◆ **INPUT**:

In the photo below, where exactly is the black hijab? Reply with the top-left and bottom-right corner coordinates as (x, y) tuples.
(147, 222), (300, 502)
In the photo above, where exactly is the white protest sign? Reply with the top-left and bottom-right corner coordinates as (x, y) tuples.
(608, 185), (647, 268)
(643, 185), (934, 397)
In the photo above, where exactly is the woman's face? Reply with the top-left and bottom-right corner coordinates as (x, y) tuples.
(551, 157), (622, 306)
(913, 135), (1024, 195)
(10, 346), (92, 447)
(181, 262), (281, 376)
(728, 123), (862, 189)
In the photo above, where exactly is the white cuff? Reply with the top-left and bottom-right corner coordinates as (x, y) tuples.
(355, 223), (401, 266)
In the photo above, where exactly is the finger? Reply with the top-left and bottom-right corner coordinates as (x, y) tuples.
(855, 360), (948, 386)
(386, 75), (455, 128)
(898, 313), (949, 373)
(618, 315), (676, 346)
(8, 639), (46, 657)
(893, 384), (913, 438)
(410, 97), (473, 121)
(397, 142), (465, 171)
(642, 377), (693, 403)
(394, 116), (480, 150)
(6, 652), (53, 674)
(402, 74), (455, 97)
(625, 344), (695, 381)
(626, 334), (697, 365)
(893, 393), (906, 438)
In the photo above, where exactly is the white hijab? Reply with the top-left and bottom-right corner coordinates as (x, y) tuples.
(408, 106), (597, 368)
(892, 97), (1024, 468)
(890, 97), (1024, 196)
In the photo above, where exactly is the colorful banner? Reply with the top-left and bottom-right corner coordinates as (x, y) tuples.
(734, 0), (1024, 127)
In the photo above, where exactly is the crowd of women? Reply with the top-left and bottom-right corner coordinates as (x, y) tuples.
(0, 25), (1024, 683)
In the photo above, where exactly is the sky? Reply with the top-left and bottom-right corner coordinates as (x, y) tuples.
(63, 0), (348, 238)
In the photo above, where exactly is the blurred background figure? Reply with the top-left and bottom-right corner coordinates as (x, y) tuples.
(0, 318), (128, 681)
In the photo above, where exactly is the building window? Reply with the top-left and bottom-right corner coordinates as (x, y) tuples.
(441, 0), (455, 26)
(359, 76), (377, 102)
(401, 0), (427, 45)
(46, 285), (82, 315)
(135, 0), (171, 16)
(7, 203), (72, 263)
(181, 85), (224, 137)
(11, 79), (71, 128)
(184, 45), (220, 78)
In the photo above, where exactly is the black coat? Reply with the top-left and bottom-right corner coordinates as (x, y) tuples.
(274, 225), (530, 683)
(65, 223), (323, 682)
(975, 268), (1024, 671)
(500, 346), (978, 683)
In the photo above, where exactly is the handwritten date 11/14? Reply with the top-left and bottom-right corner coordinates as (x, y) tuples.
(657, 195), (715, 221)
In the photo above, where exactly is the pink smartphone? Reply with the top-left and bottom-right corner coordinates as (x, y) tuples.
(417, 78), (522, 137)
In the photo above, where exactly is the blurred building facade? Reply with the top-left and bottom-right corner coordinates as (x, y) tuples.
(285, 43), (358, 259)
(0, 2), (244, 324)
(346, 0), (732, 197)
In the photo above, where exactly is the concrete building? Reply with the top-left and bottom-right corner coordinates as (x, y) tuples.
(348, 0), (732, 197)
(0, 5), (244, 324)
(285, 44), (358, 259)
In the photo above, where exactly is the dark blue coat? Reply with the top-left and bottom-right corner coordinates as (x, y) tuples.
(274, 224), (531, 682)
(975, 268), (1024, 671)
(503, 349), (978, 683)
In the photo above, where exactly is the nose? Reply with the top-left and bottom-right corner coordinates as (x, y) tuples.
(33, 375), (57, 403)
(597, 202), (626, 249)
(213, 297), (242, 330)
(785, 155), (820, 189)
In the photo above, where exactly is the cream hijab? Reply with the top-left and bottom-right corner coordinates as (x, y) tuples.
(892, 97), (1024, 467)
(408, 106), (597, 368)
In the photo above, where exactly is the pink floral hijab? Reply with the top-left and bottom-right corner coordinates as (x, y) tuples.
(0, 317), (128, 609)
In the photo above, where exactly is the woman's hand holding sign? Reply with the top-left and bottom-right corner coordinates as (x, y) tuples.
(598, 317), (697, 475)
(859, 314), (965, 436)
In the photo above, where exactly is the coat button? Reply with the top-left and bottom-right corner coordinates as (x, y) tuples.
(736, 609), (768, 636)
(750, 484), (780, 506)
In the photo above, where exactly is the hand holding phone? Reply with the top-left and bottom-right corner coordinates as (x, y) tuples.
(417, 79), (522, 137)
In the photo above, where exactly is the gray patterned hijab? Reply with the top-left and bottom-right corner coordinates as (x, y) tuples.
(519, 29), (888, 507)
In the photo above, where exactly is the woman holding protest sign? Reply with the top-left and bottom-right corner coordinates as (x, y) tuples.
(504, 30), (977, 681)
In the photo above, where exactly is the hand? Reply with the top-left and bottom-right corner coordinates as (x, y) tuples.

◆ **INSTRUCTION**:
Render all of the material above as a JSON array of strings, with one string per line and no blank lines.

◆ **EXERCISE OUTPUT**:
[
  "In the photo below, where exactly is the black hijab? Reply with the top-left and bottom-right corner coordinates as (x, y) tuples.",
  "(147, 222), (300, 502)",
  "In the photo above, where exactly is the white protest sign? Reply with the top-left and bottom-right corner coordinates as (x, y) tuples.",
  "(608, 185), (647, 268)",
  "(643, 185), (934, 397)",
  "In the photo above, where exactly is the woman's face? Reply with the top-left and bottom-right corner coordinates as (x, y) tuples.",
  "(551, 157), (622, 306)",
  "(913, 135), (1024, 195)",
  "(10, 346), (92, 447)",
  "(181, 262), (281, 376)",
  "(728, 123), (862, 189)",
  "In the photo above, where exactly is the white cuff? Reply with the top-left and bottom-right corner coordinates as (x, y) tuples.",
  "(355, 223), (401, 266)",
  "In the photo above, where exactly is the finger? Reply with the top-left and bottom-right corner coordinates as (x, y) tuples.",
  "(855, 360), (948, 386)",
  "(386, 75), (455, 128)",
  "(898, 313), (949, 373)",
  "(618, 315), (676, 346)",
  "(8, 639), (46, 657)",
  "(893, 384), (913, 438)",
  "(410, 97), (473, 121)",
  "(397, 142), (465, 171)",
  "(642, 377), (693, 403)",
  "(394, 116), (480, 150)",
  "(6, 652), (53, 674)",
  "(402, 74), (455, 97)",
  "(625, 344), (695, 381)",
  "(626, 334), (697, 365)",
  "(893, 393), (906, 438)",
  "In the photo above, where exactly is the white hijab? Reply with the top-left and bottom-right corner coordinates as (x, y) tuples.",
  "(408, 106), (597, 368)",
  "(892, 97), (1024, 468)",
  "(890, 97), (1024, 196)",
  "In the photo above, where exactly is the colorful banner? Reply with the top-left and bottom-right corner coordinates as (x, y) tuples.",
  "(734, 0), (1024, 127)",
  "In the photo above, where exactly is the crowd of women? Reply with the top-left and bottom-right corner coordinates as (x, y) tuples.",
  "(0, 25), (1024, 683)",
  "In the photo above, where exactly is the sky? Reply with the top-left and bottom-right corner coordinates as (x, y) tuples.",
  "(63, 0), (348, 238)",
  "In the photo above, where exactly is the blurred background figure? Reply with the top-left and bottom-right corner coordinates as (x, y) tuples.",
  "(0, 318), (128, 681)",
  "In the photo above, where exactly is the building window? Reply with the top-left and bottom-right corner coordinates as (x, y) tuples.",
  "(441, 0), (455, 26)",
  "(359, 76), (377, 102)",
  "(401, 0), (427, 45)",
  "(46, 285), (82, 315)",
  "(135, 0), (171, 16)",
  "(7, 203), (72, 263)",
  "(181, 85), (224, 137)",
  "(11, 79), (71, 128)",
  "(184, 45), (220, 78)",
  "In the photo above, where exactly is the black coat? Reply with the top-left and bottom-right corner coordinates as (x, y) tuples.",
  "(274, 225), (530, 683)",
  "(65, 223), (323, 682)",
  "(975, 268), (1024, 671)",
  "(500, 346), (978, 683)",
  "In the photo above, where exactly is the handwritten date 11/14? Reply with the top-left and bottom-right corner coordinates as (x, y) tuples.",
  "(657, 195), (715, 221)",
  "In the photo above, where exactly is the pink smartphone? Reply with the top-left and bottom-right corner coordinates as (x, y) tuples.",
  "(417, 78), (522, 137)",
  "In the photo above, where exactly is the blurred building facade? Reply with the top-left and bottom-right corner coordinates as (x, y) tuples.",
  "(285, 43), (358, 259)",
  "(0, 2), (244, 324)",
  "(346, 0), (732, 197)",
  "In the photo above, where exactly is the concrete building? Reply with the top-left and bottom-right corner coordinates as (x, y) tuples.",
  "(348, 0), (732, 197)",
  "(0, 5), (244, 324)",
  "(285, 44), (358, 259)",
  "In the photo above, where exactly is the dark blue coat? Reply with the top-left and bottom-right corner coordinates as (x, y) tuples.",
  "(274, 224), (531, 682)",
  "(975, 268), (1024, 671)",
  "(503, 349), (978, 683)",
  "In the photo above, where exactly is the nose? Reply with the top-left and bottom-right corner coordinates as (x, y) tuples.",
  "(33, 375), (57, 403)",
  "(597, 202), (626, 249)",
  "(213, 297), (242, 330)",
  "(785, 155), (820, 189)",
  "In the photo above, where exactly is the cream hijab? Reply with the top-left and bottom-right corner coordinates as (x, y) tuples.",
  "(892, 97), (1024, 467)",
  "(408, 106), (597, 368)",
  "In the photo above, where exactly is the pink floral hijab? Reply with the top-left and bottom-right corner coordinates as (x, y) tuples.",
  "(0, 317), (128, 609)",
  "In the photo above, where exactly is the woman's hand holding sign? Reply with the top-left and bottom-right corner coordinates as (x, y) tuples.",
  "(598, 317), (697, 475)",
  "(859, 314), (965, 436)",
  "In the photo above, where exactly is the coat button? Reply with the top-left and bottom-right corner coordinates as (x, y) tuples.",
  "(736, 609), (768, 636)",
  "(750, 484), (780, 506)",
  "In the photo above, where exactly is the hand holding phone? Reply with the top-left and bottom-right corner coordinates as (x, y) tuples.",
  "(417, 79), (522, 137)",
  "In the photo above, where exactly is the gray patterned hijab? Reply with the top-left and bottom-right corner coordinates as (x, y) tuples.",
  "(519, 29), (888, 507)",
  "In the photo above, where exactly is the woman holding protest sign? Reply with the top-left and bottom-right corner coordinates as (x, y) tuples.",
  "(504, 30), (977, 681)",
  "In the photo above, where exactly is the hand? Reply with the top-left and bottom-right corner coordinates as (x, y) tuples."
]